▶ _Textauszug_
Meine Mutter ist an Brustkrebs gestorben. Dass ich eventuell eine erbliche Vorbelastung habe, ist mir bewusst. Ich versuche daher möglichst gesund zu leben. Durch die Presseberichte über die Amputation von Angelina Jolie bin ich aufgeschreckt. Was meinen Sie: Soll ich auch einen Gentest machen? Und ist es wirklich notwendig, sich beide Brüste abnehmen zu lassen, falls er positiv ausfällt?

Für viele Frauen ist die Brustamputation (Brustentfernung) ein einschneidender Eingriff, der im Einzelfall gut überlegt sein will. Angelina Jolie hatte laut Presseberichten ein 87-prozentiges Risiko, an Brustkrebs zu erkranken, durch die Amputation sank es auf fünf Prozent. Solche Zahlen betreffen allerdings nur Frauen, bei denen eine Mutation in einer der beiden Brustkrebsgene BRCA1 oder BRCA2 nachgewiesen wurde. Dies ist bei 5 bis maximal 10% aller Brustkrebsfälle der Fall.

Die Entscheidung für oder gegen eine solchen Eingriff ist neben den vorliegenden Statistiken immer auch von der persönlichen Lebenssituation und der eigenen Biographie abhängig. So ist es aus Ihrer Sicht verständlich, dass Sie Ihr persönliches Risiko für eine Krebserkrankung so gering wie möglich halten wollen, da sie den Tod ihrer eigenen Mutter durch Brustkrebs miterlebt haben.

▶ _Arbeitsauftrag 1_
Schreiben Sie den Abschnitt des Textauszugs, der mit „Meine Mutter ist“ beginnt und mit „Brustkrebsfälle der Fall.“ endet, erneut auf und ändern Sie dabei „Brustamputation“ zu „Mastektomie“.
▶ _Arbeitsauftrag 2_
Auf welchen Wert sank laut dem Textauszug Angelina Jolies Risiko, an Brustkrebs zu erkranken, durch die Amputation?

▶ _Gegebene Informationen_
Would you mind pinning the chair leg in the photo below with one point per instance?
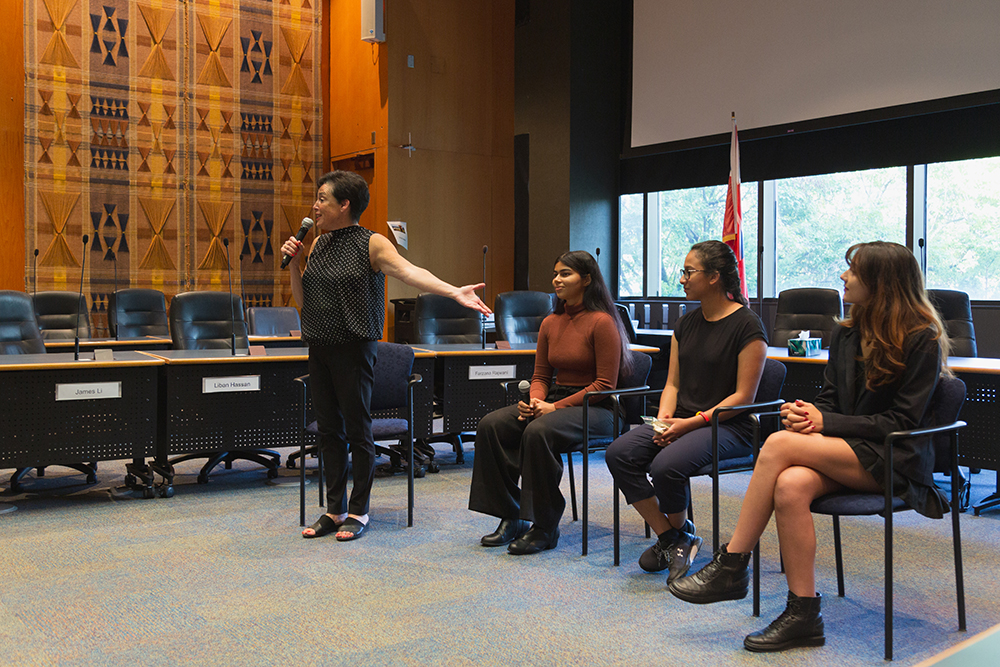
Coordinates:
(838, 555)
(572, 485)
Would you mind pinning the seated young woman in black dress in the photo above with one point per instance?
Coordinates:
(885, 361)
(584, 341)
(716, 358)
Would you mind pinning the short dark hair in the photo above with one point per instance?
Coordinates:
(350, 186)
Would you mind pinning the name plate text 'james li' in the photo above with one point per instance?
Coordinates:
(230, 384)
(493, 372)
(84, 391)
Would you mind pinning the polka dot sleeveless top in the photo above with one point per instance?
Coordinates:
(343, 299)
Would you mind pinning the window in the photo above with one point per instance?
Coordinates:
(630, 245)
(963, 206)
(689, 216)
(819, 217)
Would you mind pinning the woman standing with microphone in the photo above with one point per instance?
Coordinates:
(341, 292)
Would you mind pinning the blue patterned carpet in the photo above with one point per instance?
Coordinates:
(218, 575)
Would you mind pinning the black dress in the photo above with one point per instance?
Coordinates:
(863, 417)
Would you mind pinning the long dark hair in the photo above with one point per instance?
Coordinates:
(596, 296)
(897, 306)
(719, 258)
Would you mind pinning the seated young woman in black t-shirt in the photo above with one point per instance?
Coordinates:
(716, 358)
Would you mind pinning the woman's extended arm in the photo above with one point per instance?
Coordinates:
(385, 258)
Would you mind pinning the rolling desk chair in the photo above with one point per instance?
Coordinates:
(137, 313)
(56, 313)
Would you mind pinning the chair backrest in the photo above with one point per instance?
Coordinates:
(203, 321)
(56, 314)
(812, 308)
(443, 320)
(945, 406)
(275, 321)
(956, 312)
(134, 313)
(519, 315)
(19, 332)
(626, 319)
(633, 406)
(392, 373)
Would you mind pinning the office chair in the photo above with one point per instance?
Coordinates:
(137, 313)
(392, 400)
(19, 333)
(942, 426)
(56, 313)
(203, 321)
(812, 308)
(273, 321)
(519, 315)
(627, 400)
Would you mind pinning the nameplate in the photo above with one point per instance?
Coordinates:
(88, 391)
(493, 372)
(230, 384)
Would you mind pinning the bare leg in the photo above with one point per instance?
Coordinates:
(649, 509)
(832, 457)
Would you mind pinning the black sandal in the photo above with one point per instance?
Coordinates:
(323, 526)
(353, 528)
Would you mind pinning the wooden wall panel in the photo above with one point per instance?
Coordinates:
(12, 252)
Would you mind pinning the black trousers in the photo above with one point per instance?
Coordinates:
(634, 454)
(340, 382)
(507, 449)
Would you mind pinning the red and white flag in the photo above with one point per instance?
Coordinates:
(732, 226)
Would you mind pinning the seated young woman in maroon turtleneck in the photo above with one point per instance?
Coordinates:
(583, 346)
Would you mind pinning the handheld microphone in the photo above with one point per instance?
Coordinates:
(114, 258)
(232, 309)
(483, 317)
(524, 387)
(307, 224)
(243, 291)
(83, 266)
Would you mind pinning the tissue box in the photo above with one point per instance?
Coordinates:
(804, 347)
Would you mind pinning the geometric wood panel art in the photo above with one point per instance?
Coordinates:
(161, 129)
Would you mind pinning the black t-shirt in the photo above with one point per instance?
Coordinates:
(709, 357)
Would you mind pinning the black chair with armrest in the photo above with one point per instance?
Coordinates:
(766, 402)
(137, 313)
(440, 320)
(942, 425)
(956, 314)
(392, 412)
(62, 315)
(19, 334)
(627, 399)
(519, 315)
(812, 308)
(273, 321)
(204, 321)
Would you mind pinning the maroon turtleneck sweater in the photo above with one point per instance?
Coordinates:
(584, 347)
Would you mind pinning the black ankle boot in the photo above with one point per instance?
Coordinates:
(508, 531)
(727, 577)
(800, 624)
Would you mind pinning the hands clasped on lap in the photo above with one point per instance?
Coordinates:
(801, 417)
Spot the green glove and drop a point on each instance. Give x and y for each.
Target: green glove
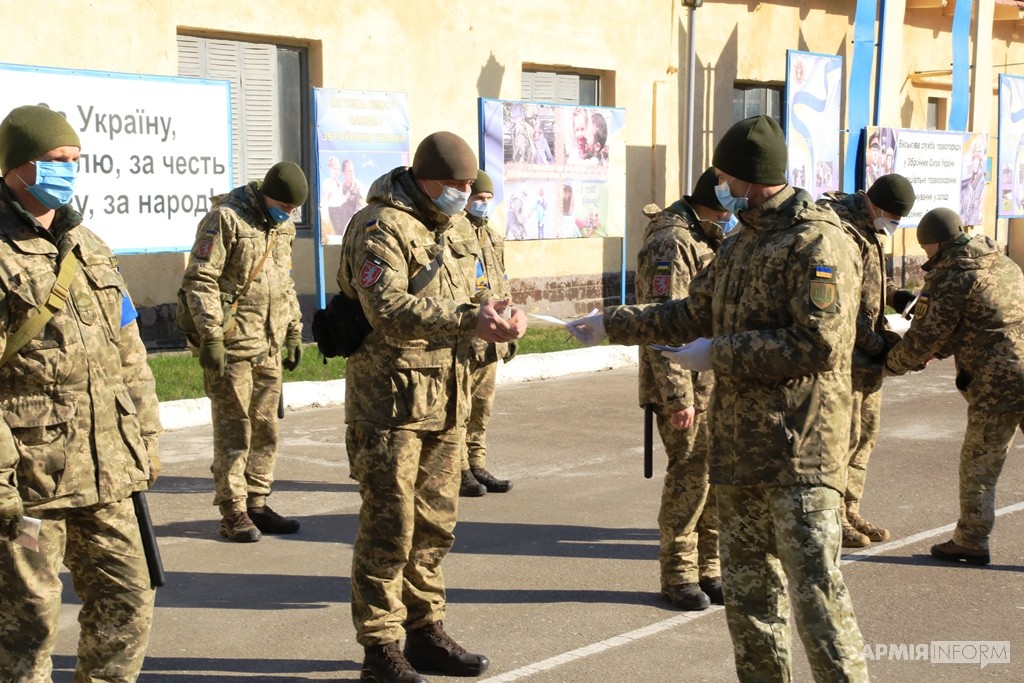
(293, 350)
(11, 515)
(211, 356)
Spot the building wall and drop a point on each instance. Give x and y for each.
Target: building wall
(444, 54)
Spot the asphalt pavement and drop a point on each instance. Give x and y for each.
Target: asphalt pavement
(557, 580)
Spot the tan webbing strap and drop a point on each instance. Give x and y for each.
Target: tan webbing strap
(54, 301)
(245, 288)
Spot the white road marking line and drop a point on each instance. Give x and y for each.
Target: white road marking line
(633, 636)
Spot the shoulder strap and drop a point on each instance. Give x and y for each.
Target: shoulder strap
(54, 302)
(245, 288)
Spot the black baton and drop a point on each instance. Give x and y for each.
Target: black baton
(153, 561)
(648, 440)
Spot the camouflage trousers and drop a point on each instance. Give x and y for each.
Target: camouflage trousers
(244, 410)
(100, 546)
(481, 392)
(688, 517)
(986, 443)
(774, 536)
(866, 411)
(409, 481)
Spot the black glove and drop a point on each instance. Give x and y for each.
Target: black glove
(901, 299)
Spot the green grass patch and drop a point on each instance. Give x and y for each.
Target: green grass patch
(178, 374)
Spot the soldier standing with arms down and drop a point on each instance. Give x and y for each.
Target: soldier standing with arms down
(971, 307)
(411, 260)
(773, 315)
(492, 283)
(866, 217)
(678, 243)
(80, 419)
(243, 257)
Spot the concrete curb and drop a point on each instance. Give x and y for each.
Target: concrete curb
(532, 367)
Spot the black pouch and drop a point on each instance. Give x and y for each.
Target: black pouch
(340, 329)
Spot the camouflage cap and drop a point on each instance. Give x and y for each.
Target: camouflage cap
(754, 151)
(444, 156)
(894, 194)
(29, 132)
(939, 225)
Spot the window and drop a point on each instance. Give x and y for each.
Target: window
(752, 99)
(936, 114)
(560, 87)
(269, 100)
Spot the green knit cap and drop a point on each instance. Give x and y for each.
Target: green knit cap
(482, 183)
(939, 225)
(704, 191)
(894, 194)
(444, 156)
(287, 183)
(29, 132)
(753, 150)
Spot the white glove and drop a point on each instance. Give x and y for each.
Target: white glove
(695, 355)
(588, 331)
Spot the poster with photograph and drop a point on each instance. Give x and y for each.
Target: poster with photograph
(558, 170)
(946, 168)
(360, 135)
(812, 120)
(1011, 175)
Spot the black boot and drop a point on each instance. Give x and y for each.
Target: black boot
(470, 487)
(432, 650)
(386, 664)
(494, 484)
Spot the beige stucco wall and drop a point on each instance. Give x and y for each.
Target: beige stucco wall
(445, 53)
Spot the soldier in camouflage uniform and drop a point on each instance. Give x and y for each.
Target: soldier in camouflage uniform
(971, 307)
(243, 256)
(491, 283)
(678, 243)
(411, 259)
(773, 315)
(867, 217)
(81, 420)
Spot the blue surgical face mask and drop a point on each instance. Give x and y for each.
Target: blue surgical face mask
(279, 215)
(451, 201)
(728, 223)
(731, 204)
(479, 208)
(54, 182)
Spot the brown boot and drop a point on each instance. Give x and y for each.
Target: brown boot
(432, 650)
(876, 534)
(386, 664)
(852, 538)
(238, 527)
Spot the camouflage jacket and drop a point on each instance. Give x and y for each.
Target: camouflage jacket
(413, 369)
(971, 307)
(676, 246)
(80, 411)
(492, 283)
(779, 301)
(229, 244)
(876, 288)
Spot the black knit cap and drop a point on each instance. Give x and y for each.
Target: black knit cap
(444, 156)
(29, 132)
(287, 183)
(481, 184)
(894, 194)
(753, 150)
(704, 191)
(939, 225)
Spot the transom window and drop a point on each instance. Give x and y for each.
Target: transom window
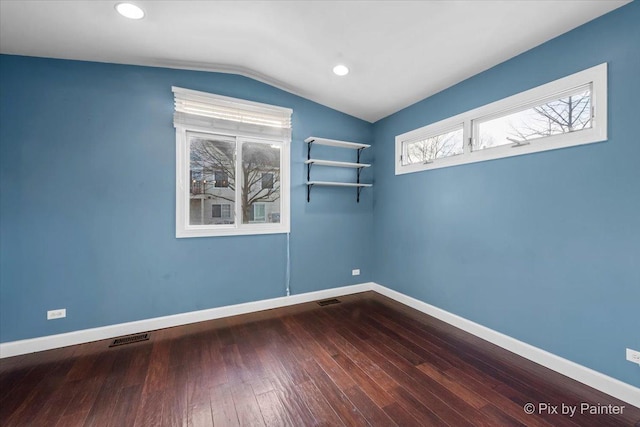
(230, 181)
(566, 112)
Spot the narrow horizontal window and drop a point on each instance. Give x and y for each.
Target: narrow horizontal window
(566, 112)
(562, 114)
(426, 150)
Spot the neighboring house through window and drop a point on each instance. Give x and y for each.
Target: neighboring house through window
(235, 155)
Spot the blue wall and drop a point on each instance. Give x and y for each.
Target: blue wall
(542, 247)
(87, 205)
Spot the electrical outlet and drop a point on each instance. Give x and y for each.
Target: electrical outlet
(56, 314)
(633, 356)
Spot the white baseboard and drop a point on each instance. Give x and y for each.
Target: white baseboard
(597, 380)
(15, 348)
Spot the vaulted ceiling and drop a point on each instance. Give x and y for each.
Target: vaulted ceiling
(399, 52)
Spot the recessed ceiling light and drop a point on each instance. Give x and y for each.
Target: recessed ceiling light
(129, 10)
(340, 70)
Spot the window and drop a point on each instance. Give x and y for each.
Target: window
(221, 211)
(566, 112)
(257, 214)
(235, 155)
(267, 180)
(221, 179)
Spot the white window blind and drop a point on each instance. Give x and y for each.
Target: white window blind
(207, 111)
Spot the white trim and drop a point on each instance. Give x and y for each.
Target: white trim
(596, 76)
(594, 379)
(15, 348)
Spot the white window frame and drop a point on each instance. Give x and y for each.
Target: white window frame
(243, 134)
(594, 76)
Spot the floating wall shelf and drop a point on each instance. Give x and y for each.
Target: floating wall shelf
(332, 163)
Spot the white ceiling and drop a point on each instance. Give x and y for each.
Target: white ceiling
(399, 52)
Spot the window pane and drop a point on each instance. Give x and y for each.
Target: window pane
(212, 173)
(569, 113)
(435, 147)
(259, 160)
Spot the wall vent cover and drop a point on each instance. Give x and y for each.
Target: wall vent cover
(130, 339)
(328, 302)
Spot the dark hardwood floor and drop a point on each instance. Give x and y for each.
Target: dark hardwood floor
(365, 361)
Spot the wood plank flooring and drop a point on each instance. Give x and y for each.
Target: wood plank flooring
(365, 361)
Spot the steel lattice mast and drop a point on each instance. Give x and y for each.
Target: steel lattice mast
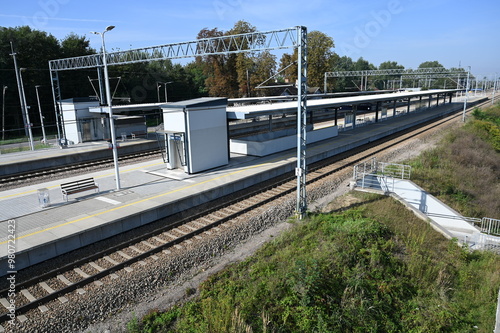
(292, 38)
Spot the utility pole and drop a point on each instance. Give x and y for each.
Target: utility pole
(22, 99)
(494, 89)
(44, 139)
(110, 106)
(466, 94)
(3, 112)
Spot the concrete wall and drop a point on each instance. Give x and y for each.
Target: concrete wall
(273, 142)
(207, 139)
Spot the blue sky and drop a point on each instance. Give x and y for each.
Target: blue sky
(410, 32)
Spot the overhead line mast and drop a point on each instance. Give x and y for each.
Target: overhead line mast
(292, 38)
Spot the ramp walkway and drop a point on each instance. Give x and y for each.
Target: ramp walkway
(473, 232)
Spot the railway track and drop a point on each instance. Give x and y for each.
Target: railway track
(40, 175)
(54, 286)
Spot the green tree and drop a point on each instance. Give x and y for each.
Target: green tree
(429, 82)
(33, 50)
(264, 68)
(76, 83)
(243, 62)
(319, 53)
(381, 82)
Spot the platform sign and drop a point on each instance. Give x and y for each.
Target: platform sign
(175, 137)
(384, 112)
(349, 117)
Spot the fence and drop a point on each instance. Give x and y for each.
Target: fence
(379, 175)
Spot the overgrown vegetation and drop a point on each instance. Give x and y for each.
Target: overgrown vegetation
(464, 170)
(372, 269)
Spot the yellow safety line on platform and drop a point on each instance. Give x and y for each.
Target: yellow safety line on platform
(139, 201)
(97, 177)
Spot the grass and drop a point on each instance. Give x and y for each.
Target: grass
(464, 169)
(374, 268)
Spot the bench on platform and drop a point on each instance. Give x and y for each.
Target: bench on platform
(140, 133)
(78, 186)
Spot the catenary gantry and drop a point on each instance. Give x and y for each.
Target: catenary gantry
(439, 72)
(294, 38)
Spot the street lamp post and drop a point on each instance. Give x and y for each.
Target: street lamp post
(44, 140)
(110, 110)
(466, 94)
(158, 85)
(494, 89)
(3, 112)
(26, 107)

▶ _Musterlösung 1_
Meine Mutter ist an Brustkrebs gestorben. Dass ich eventuell eine erbliche Vorbelastung habe, ist mir bewusst. Ich versuche daher möglichst gesund zu leben. Durch die Presseberichte über die Amputation von Angelina Jolie bin ich aufgeschreckt. Was meinen Sie: Soll ich auch einen Gentest machen? Und ist es wirklich notwendig, sich beide Brüste abnehmen zu lassen, falls er positiv ausfällt?

Für viele Frauen ist die Mastektomie (Brustentfernung) ein einschneidender Eingriff, der im Einzelfall gut überlegt sein will. Angelina Jolie hatte laut Presseberichten ein 87-prozentiges Risiko, an Brustkrebs zu erkranken, durch die Amputation sank es auf fünf Prozent. Solche Zahlen betreffen allerdings nur Frauen, bei denen eine Mutation in einer der beiden Brustkrebsgene BRCA1 oder BRCA2 nachgewiesen wurde. Dies ist bei 5 bis maximal 10% aller Brustkrebsfälle der Fall.

▶ _Musterlösung 2_
Auf fünf Prozent.